Collected data entries

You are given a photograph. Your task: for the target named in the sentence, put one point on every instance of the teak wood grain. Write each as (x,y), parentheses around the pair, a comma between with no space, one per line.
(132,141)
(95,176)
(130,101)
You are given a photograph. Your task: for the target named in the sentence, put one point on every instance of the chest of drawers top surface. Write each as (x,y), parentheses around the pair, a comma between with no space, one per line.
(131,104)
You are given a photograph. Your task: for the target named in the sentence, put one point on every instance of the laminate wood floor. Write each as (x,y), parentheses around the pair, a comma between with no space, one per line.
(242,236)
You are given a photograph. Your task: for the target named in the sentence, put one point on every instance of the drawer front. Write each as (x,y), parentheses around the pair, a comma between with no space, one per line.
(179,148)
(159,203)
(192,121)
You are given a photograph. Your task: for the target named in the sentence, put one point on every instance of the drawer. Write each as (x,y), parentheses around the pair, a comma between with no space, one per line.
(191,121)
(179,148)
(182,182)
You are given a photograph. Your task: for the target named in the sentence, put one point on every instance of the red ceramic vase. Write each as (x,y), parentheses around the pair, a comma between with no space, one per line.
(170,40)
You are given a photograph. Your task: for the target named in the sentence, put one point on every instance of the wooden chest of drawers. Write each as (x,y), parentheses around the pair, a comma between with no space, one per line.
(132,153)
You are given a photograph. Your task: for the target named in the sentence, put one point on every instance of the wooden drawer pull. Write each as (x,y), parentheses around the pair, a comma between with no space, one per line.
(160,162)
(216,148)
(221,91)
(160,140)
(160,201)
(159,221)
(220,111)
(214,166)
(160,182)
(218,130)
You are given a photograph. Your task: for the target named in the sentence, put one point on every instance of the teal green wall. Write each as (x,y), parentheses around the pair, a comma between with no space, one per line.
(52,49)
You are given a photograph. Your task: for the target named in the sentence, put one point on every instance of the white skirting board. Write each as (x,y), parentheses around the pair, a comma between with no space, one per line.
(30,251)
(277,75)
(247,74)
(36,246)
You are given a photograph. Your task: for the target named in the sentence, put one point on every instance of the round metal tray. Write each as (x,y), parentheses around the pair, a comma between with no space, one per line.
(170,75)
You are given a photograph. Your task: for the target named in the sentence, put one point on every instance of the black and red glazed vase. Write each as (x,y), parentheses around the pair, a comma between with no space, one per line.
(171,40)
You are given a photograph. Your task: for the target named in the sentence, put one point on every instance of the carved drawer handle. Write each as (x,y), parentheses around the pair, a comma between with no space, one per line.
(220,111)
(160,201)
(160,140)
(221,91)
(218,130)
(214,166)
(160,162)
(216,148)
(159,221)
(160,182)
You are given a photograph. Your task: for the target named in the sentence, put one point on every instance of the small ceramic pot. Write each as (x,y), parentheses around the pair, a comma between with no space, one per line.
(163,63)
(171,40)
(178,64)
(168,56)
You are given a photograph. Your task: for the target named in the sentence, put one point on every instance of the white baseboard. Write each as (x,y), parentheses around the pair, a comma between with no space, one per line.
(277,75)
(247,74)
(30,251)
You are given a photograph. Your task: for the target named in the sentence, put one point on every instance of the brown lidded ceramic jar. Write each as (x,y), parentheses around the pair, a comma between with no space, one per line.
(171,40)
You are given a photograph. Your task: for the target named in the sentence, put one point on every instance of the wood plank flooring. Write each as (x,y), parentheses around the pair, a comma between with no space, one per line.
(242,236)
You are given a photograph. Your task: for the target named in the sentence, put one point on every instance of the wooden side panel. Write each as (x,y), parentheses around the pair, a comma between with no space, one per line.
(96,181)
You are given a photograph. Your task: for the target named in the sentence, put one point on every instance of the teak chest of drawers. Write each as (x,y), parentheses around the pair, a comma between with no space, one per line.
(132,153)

**WORK INSTRUCTION:**
The line with "the wooden side", the last line of the data above, and every line between them should be duplicated exactly, with nothing else.

**TASK ANSWER:**
You are given a photograph. Your task: for the target named in the sentence, put one point on every instance of the wooden side panel. Write each as (x,y), parentheses around the pair, a comma between with no space, one per line.
(96,181)
You are given a photograph. Your task: for the target named in the sentence, put one point on every instance of the teak chest of drawers. Write each as (x,y), parentheses around the pair, a comma between with no space, one per line.
(132,153)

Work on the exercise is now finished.